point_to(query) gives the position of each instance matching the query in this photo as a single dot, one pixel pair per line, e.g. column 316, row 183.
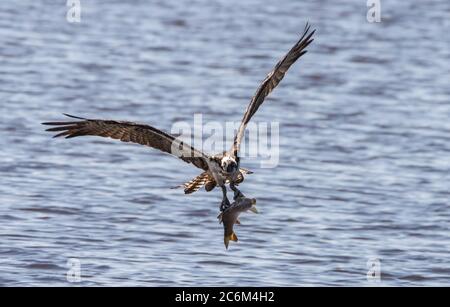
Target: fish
column 230, row 216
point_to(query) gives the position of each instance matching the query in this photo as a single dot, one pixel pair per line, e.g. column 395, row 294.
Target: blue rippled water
column 364, row 149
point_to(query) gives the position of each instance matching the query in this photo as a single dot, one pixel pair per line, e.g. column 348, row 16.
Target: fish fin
column 253, row 209
column 233, row 237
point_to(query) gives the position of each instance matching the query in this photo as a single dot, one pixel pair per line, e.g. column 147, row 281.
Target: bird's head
column 228, row 164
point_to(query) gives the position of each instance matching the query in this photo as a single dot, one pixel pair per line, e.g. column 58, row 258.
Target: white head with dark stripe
column 228, row 164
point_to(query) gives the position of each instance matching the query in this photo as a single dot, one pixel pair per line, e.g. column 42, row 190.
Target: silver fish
column 230, row 217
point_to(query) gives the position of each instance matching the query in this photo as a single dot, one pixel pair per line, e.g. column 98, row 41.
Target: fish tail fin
column 227, row 239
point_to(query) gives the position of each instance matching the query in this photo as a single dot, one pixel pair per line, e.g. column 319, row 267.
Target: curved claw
column 225, row 204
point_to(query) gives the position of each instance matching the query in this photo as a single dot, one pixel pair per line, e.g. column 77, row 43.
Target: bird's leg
column 225, row 202
column 237, row 193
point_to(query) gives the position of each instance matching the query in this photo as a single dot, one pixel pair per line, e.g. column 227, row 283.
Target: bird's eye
column 231, row 167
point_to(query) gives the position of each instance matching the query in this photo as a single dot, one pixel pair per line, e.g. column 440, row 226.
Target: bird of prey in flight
column 218, row 170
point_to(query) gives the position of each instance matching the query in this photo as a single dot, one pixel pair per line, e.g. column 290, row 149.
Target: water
column 365, row 143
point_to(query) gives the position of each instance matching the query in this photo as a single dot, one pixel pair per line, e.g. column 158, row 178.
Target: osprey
column 218, row 170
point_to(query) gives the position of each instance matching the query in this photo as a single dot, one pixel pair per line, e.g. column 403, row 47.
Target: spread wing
column 130, row 132
column 270, row 82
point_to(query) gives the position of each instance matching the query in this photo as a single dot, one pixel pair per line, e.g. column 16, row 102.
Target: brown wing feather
column 270, row 82
column 130, row 132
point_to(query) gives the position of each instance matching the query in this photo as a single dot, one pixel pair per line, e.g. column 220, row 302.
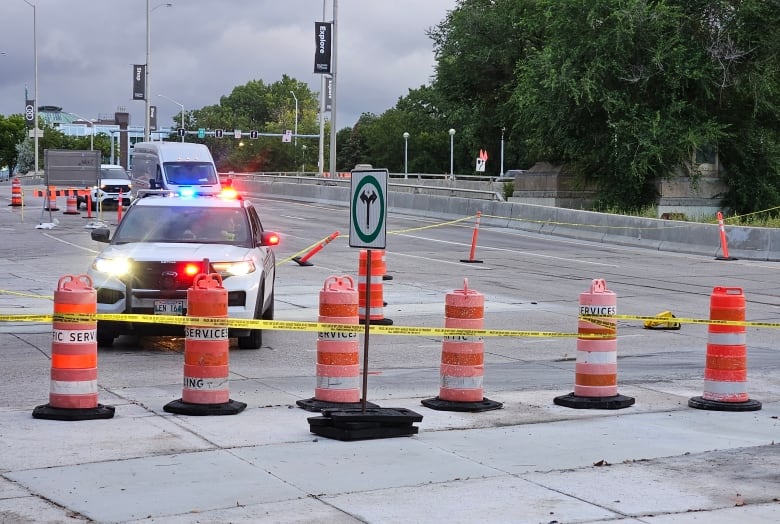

* **WORK TO COMPLETE**:
Look above for the line with "42, row 190."; retype exactly that line, every line after it up to the line with "98, row 41.", and that line too, nothing else.

* **WRITTEN SOLUTION**:
point_to(query) gives the position of each instance matching the query in this photo as a single dot, one pixel pair per line, e.g. column 42, row 190.
Target: silver fish
column 230, row 217
point_to(query) gives the position of each instance matching the query in this photo as a single dot, one pixel pair per line, e.g. column 98, row 41.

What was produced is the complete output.